Collection entries:
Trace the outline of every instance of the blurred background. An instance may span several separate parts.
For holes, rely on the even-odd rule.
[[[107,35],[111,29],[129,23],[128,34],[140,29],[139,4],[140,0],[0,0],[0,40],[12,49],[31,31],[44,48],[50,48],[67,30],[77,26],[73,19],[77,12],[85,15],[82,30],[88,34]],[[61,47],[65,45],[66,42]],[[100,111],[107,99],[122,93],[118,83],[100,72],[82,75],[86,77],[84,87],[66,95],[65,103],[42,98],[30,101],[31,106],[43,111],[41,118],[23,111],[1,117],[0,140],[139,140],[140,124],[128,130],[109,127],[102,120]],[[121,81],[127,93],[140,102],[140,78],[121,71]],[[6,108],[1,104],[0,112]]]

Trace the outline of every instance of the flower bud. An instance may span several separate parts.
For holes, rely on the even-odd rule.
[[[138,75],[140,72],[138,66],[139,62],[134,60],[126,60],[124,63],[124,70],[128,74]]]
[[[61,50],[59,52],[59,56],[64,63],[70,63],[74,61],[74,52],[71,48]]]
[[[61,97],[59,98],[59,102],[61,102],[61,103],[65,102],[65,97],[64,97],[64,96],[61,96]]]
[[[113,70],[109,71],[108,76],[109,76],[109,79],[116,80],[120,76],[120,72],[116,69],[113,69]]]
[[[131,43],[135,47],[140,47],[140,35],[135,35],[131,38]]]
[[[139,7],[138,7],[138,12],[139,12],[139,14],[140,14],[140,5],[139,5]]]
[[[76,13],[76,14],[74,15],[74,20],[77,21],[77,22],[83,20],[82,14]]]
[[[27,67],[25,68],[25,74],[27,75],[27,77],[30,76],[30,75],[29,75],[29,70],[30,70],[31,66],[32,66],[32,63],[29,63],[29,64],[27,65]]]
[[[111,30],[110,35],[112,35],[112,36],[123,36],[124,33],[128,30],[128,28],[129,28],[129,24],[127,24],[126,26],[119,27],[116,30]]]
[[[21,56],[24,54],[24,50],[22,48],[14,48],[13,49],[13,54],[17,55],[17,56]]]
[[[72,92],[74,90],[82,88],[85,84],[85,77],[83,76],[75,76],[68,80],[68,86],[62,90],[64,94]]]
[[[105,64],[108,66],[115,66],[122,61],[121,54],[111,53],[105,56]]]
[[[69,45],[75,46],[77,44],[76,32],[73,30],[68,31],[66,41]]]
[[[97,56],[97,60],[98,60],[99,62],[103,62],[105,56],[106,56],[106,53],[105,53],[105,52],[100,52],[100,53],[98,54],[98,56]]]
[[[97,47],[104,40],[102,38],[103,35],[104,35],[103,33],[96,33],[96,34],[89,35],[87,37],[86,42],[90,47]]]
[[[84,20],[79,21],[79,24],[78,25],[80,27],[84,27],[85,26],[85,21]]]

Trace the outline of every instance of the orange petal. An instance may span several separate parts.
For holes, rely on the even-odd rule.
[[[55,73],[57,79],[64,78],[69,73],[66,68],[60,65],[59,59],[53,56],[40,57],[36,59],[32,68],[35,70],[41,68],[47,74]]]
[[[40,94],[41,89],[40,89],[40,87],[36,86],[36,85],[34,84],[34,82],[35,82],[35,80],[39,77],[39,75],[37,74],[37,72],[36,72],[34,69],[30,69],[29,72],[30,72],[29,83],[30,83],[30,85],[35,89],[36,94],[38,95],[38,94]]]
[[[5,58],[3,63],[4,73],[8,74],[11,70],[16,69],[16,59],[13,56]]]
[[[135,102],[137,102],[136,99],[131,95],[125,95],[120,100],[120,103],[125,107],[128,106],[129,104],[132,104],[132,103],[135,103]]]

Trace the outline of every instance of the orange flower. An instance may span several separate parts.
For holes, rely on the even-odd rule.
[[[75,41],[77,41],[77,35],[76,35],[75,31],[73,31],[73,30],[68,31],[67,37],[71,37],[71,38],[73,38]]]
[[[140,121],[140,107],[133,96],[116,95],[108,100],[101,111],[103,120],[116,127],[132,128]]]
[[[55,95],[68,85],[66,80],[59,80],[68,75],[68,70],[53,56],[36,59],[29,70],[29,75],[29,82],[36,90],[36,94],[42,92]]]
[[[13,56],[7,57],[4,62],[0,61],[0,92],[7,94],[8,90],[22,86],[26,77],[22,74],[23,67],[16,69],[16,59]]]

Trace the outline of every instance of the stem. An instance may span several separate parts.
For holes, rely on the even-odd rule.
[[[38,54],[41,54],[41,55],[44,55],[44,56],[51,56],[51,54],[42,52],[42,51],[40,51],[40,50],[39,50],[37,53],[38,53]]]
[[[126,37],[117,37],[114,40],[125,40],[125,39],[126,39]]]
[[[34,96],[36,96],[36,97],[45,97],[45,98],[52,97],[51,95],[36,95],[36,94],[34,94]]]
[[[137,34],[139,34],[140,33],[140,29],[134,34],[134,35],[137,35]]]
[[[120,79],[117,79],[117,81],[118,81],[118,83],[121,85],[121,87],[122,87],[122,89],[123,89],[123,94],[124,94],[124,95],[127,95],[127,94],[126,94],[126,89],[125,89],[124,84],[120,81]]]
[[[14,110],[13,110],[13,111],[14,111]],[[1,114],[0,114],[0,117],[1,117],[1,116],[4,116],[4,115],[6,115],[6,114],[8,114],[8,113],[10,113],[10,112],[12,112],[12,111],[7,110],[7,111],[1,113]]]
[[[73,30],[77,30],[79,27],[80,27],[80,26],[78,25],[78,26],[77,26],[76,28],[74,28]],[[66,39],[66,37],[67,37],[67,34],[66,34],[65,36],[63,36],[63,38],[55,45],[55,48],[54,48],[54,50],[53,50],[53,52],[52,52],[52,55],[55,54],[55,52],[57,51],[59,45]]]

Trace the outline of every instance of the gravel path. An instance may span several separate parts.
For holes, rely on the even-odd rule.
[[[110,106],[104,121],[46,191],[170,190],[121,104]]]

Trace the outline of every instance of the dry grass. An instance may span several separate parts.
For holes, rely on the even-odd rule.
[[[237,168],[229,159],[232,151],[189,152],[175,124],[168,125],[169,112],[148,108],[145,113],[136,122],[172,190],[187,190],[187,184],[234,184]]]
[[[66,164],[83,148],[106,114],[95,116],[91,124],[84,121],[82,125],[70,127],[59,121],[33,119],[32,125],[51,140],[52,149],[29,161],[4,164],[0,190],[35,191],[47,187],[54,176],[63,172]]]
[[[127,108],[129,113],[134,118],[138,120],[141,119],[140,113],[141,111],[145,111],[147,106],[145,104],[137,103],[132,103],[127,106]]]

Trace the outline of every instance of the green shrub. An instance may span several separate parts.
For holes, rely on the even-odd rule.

* * *

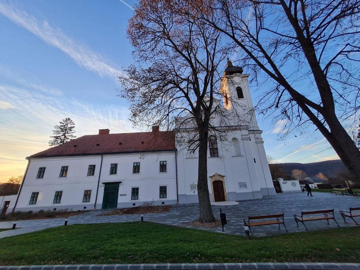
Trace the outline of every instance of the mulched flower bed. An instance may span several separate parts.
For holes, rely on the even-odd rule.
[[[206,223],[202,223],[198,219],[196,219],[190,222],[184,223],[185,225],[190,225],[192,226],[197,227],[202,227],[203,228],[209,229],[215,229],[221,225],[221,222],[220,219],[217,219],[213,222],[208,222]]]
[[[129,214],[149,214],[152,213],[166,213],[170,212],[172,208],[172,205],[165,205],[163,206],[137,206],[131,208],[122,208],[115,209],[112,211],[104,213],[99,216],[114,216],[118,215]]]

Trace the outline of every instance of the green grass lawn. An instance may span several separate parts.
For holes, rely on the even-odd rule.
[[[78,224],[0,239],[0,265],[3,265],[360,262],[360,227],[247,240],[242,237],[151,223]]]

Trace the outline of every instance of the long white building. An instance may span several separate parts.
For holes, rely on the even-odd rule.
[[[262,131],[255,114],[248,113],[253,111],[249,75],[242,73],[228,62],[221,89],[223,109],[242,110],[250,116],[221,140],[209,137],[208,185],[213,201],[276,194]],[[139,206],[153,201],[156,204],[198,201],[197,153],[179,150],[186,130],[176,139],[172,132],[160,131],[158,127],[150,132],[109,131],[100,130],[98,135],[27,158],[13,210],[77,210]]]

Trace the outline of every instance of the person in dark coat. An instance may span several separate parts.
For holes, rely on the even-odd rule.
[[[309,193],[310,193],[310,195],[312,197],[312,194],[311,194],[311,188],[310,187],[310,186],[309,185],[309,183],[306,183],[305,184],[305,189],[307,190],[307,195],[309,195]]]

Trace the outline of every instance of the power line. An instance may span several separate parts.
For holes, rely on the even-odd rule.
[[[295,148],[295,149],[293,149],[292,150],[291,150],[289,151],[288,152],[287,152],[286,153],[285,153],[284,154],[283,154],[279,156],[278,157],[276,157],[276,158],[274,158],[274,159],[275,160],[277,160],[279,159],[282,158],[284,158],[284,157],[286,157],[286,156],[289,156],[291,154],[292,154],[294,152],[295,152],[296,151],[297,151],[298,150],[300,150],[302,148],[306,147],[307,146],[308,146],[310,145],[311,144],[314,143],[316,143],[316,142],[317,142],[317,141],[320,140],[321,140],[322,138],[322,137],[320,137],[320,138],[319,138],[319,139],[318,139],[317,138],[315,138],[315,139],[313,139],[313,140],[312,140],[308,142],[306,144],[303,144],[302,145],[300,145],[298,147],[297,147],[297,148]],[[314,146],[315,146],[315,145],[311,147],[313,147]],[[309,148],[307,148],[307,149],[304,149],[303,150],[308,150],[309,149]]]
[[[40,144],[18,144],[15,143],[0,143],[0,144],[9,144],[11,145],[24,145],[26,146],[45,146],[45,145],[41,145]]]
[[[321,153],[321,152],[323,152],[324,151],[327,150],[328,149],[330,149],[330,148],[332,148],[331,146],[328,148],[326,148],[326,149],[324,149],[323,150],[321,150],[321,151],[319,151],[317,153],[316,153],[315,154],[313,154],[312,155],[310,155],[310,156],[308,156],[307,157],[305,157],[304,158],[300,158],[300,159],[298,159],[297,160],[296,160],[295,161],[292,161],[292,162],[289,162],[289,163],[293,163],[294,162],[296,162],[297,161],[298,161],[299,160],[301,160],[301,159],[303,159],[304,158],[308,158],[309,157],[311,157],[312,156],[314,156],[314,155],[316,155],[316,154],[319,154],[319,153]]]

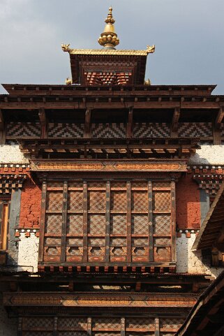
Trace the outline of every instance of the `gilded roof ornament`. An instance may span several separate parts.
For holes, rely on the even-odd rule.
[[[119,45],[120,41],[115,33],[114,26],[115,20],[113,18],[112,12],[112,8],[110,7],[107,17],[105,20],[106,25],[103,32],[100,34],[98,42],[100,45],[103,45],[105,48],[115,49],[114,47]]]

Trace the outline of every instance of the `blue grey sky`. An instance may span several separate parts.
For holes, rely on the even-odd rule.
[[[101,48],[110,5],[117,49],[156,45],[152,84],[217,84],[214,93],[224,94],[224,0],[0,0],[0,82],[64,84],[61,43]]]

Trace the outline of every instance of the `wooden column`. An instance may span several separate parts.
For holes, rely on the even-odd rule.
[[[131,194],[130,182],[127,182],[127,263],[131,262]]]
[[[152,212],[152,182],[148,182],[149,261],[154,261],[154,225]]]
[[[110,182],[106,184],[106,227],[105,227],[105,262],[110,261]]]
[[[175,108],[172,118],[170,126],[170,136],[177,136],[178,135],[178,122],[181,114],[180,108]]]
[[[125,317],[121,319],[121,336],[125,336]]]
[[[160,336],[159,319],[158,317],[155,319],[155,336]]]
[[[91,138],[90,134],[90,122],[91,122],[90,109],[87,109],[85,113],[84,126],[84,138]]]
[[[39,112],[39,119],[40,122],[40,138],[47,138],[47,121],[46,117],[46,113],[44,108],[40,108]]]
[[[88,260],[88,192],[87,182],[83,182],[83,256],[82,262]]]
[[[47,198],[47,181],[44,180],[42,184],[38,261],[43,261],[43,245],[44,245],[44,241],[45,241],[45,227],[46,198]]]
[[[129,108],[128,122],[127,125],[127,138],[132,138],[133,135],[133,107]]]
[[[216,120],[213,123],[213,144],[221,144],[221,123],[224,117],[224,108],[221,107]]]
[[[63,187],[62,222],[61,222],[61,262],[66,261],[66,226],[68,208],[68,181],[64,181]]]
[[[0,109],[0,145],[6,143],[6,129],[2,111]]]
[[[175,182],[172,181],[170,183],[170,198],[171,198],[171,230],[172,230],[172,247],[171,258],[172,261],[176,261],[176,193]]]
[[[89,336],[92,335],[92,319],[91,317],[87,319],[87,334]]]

...

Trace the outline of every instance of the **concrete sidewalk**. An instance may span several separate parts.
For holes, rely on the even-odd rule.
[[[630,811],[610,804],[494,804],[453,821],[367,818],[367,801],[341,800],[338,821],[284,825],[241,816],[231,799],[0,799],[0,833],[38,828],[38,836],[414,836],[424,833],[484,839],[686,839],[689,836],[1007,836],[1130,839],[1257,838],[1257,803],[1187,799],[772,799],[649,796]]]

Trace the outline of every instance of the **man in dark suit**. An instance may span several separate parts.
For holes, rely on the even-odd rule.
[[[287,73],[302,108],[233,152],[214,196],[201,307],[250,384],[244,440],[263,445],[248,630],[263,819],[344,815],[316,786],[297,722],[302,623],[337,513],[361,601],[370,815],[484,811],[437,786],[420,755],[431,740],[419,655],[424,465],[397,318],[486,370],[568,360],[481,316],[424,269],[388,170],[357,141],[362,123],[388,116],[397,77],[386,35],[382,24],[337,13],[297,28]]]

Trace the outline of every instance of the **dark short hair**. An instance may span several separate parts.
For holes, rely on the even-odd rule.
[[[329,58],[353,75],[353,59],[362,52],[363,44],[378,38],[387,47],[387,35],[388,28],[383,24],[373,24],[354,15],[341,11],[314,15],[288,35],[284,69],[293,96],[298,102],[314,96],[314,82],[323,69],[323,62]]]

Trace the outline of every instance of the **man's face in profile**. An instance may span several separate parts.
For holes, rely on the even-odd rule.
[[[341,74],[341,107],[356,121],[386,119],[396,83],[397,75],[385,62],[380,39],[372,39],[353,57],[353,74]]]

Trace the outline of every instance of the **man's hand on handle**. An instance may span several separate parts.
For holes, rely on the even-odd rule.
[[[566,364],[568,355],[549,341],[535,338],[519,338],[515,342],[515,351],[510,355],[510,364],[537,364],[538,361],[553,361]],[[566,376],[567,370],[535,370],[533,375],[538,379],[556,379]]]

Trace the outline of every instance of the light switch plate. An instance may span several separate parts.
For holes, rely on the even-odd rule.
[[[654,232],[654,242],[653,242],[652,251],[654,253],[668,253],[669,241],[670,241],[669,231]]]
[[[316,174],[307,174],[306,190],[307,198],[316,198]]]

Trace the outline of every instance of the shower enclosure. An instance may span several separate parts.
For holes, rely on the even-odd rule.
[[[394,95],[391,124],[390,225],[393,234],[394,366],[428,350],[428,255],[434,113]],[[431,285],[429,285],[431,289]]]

To do: Collect every line in the records above that contains the word "flower", copying each one in full. Case counts.

Output below:
Trace the outline of every instance of the flower bud. An instance may span several separate parts.
Trace the outline of every instance of the orange flower. An instance may span several separate parts.
Trace the outline of every instance of the mulched flower bed. An instance may span several separate parts.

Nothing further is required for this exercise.